**INSTRUCTIONS FOR THE TASK:**
Would it be possible to write out each entry below exactly, without the pictures?

Stored items
-=-=-
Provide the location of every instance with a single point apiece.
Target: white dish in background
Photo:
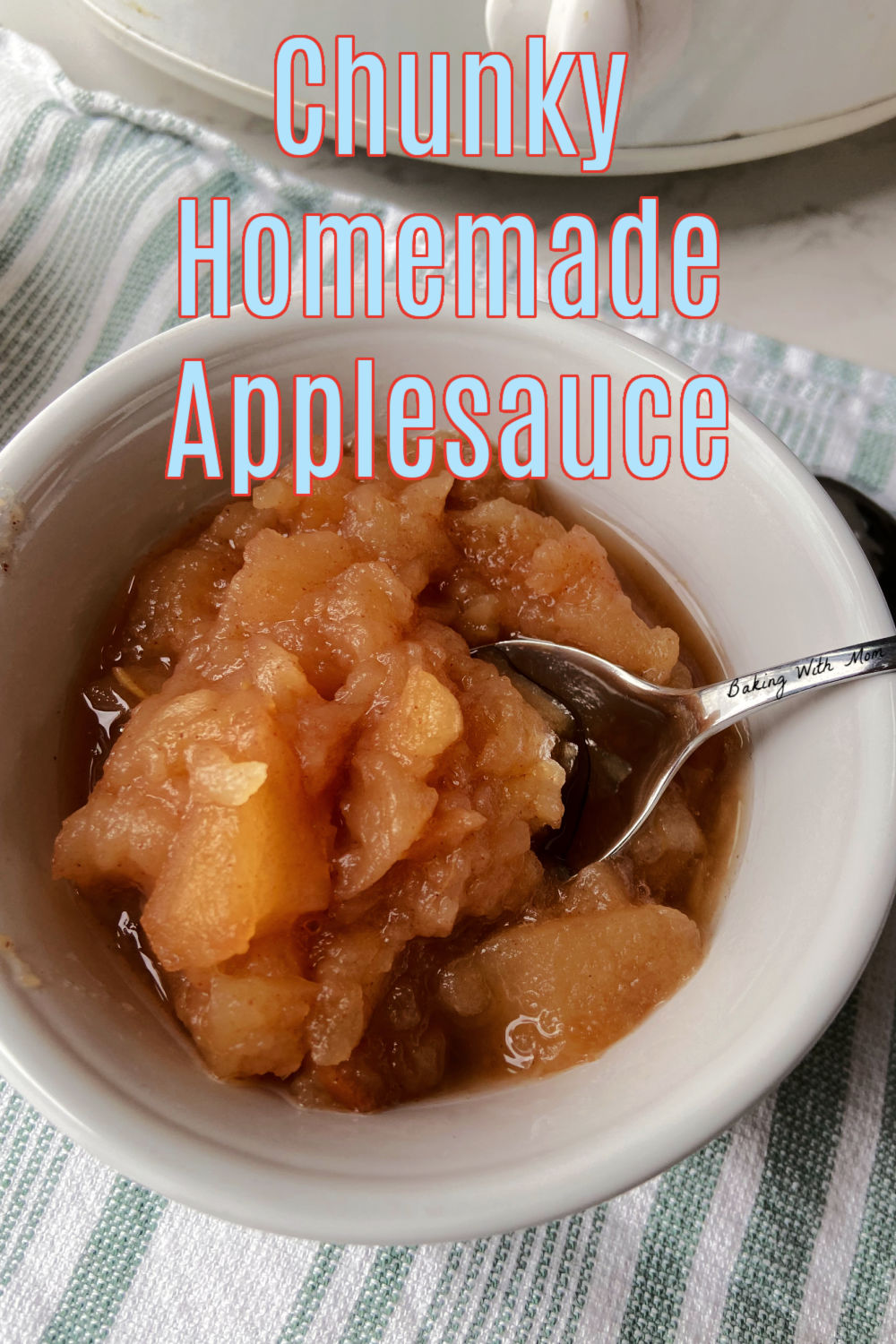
(772, 570)
(710, 81)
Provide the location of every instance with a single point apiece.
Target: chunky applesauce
(319, 817)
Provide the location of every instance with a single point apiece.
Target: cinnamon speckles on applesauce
(319, 809)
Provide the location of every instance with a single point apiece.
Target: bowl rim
(166, 1156)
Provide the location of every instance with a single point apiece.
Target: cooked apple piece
(387, 803)
(559, 585)
(543, 995)
(247, 1023)
(277, 573)
(237, 870)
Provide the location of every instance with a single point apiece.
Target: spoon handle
(731, 701)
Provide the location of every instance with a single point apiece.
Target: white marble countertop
(807, 239)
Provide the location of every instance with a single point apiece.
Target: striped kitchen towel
(783, 1228)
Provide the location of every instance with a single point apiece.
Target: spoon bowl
(627, 738)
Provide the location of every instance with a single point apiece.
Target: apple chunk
(236, 871)
(548, 995)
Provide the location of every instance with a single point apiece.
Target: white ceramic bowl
(775, 574)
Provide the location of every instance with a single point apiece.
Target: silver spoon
(651, 730)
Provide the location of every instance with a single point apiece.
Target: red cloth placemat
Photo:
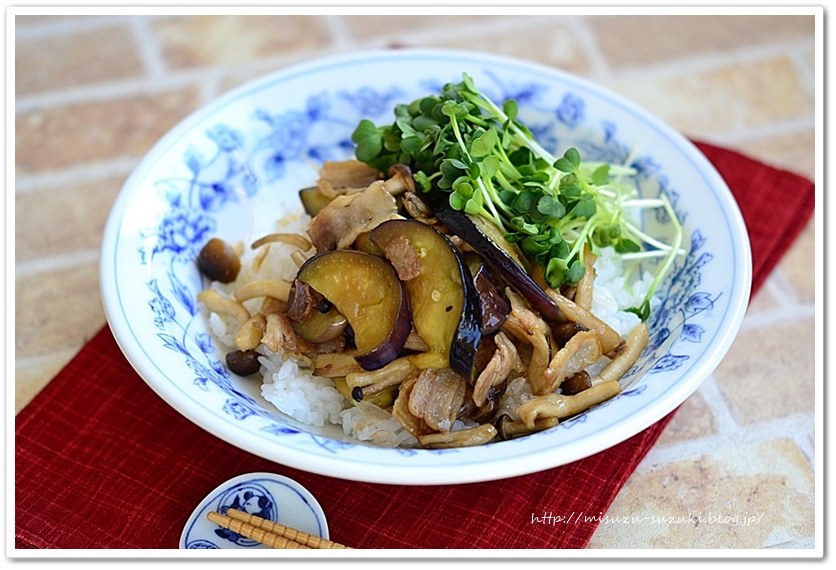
(102, 462)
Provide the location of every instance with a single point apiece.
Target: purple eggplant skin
(466, 228)
(391, 349)
(365, 289)
(442, 269)
(495, 305)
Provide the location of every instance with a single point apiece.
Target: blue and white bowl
(238, 163)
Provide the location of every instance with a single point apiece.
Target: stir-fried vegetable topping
(460, 143)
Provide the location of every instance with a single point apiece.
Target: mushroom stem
(561, 406)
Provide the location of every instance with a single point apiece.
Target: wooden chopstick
(272, 534)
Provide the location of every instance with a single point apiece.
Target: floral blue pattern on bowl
(269, 496)
(251, 151)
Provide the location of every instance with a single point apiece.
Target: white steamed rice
(293, 389)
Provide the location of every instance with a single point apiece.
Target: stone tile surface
(57, 310)
(96, 131)
(73, 60)
(60, 220)
(641, 40)
(557, 45)
(769, 372)
(87, 109)
(719, 100)
(693, 419)
(195, 41)
(716, 500)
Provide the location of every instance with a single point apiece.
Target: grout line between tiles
(149, 48)
(719, 406)
(59, 179)
(57, 262)
(589, 40)
(67, 27)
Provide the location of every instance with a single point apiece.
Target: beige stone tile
(72, 60)
(641, 40)
(393, 27)
(770, 481)
(54, 221)
(57, 310)
(194, 41)
(723, 99)
(798, 265)
(693, 419)
(769, 372)
(556, 45)
(30, 379)
(95, 131)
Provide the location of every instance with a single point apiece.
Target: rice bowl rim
(505, 459)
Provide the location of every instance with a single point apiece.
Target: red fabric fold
(102, 462)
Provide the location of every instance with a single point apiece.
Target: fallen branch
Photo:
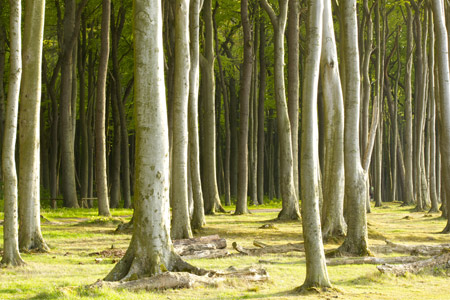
(369, 260)
(423, 250)
(179, 280)
(265, 249)
(442, 261)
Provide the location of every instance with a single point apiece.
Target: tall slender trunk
(198, 218)
(100, 114)
(210, 190)
(30, 236)
(181, 227)
(409, 189)
(333, 223)
(316, 271)
(290, 210)
(356, 241)
(244, 96)
(293, 81)
(262, 91)
(11, 255)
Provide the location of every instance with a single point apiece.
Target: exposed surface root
(439, 261)
(265, 249)
(179, 280)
-=-=-
**SOLVED EXERCISE:**
Provide the location of every instance with a single point apiece.
Target: white dish in background
Photo:
(772, 570)
(710, 81)
Provide the location of every instance with a single point apiece.
Target: chunky applesauce
(319, 817)
Provide the location of every instance with a single point apiece.
Target: cinnamon speckles on applesauce
(319, 809)
Provide the location of every instance with a single point apiece.
Target: bowl rim
(166, 1156)
Provide the location of every instance with a single point apiece.
Target: cooked apple piece
(387, 803)
(559, 585)
(543, 995)
(247, 1023)
(277, 573)
(237, 870)
Provide the location of every instance with a single point apiece.
Target: spoon handle
(731, 701)
Provide the location of every instance with a single point apiece.
Target: white marble countertop
(807, 239)
Provide the location of every instance with a single point apiece.
Target: striped kitchen towel
(783, 1228)
Provide the location of every instance with a single point apiece.
Target: spoon bowl
(627, 738)
Provide the location of every instance with a single point apiece.
Target: apple chunk
(236, 871)
(548, 995)
Provide the location of every instance with a single point apiece.
Target: white ceramic bowl
(775, 574)
Provide the location of every instance with a single point apiece.
Target: silver spoon
(651, 730)
Provide the location of every instance with a single point apiece.
Target: red cloth placemat
Photo:
(102, 462)
Provide the location of every instance with a single point apiece.
Target: purple eggplant skin
(466, 228)
(391, 349)
(365, 289)
(442, 269)
(495, 305)
Provide the location of every instance with a single point apiece.
Target: blue and white bowl
(238, 163)
Provide the location of every instance with a single point apiece.
Target: stir-fried vegetable topping
(460, 143)
Provide the location of every instance with a single point apiece.
Target: mushroom stem
(561, 406)
Provide the location of every instance with a single point apiece.
Target: wooden chopstick
(272, 534)
Provide the location of every instance with a single point apiece.
Target: floral blue pattern on bowl
(269, 496)
(251, 151)
Provide the location of every instance with a single point apiece.
Target: white steamed rice
(293, 389)
Provide the location of every instance with a single point apiece.
Target: stone tile surface
(57, 310)
(96, 131)
(73, 60)
(60, 220)
(641, 40)
(557, 45)
(769, 372)
(87, 109)
(719, 100)
(693, 419)
(195, 41)
(716, 500)
Provide the location of every instance with a single point apiece.
Target: grout line between tiles
(149, 48)
(719, 406)
(59, 179)
(57, 262)
(589, 40)
(67, 27)
Provide the location of every instance with a single point apiece.
Target: beige stone tile
(72, 60)
(641, 40)
(393, 27)
(770, 481)
(54, 221)
(57, 310)
(194, 41)
(723, 99)
(798, 265)
(693, 419)
(769, 372)
(556, 45)
(30, 379)
(95, 131)
Provide the location of every instance with a single point apiece.
Target: rice bowl rim
(505, 459)
Provide the location of every instance with a single point apiece.
Target: red fabric fold
(102, 462)
Provide the location of every instance with a single point apiece.
Target: fallen branch
Photo:
(369, 260)
(423, 250)
(179, 280)
(265, 249)
(442, 261)
Provide the location of every instance with a single point apiece.
Target: tall slender trunk
(198, 218)
(100, 114)
(210, 190)
(30, 236)
(181, 227)
(409, 189)
(333, 223)
(316, 271)
(290, 210)
(356, 241)
(244, 96)
(293, 81)
(262, 91)
(11, 255)
Provide the location of every instance with a single point apiece.
Target: exposed surface root
(439, 261)
(265, 249)
(179, 280)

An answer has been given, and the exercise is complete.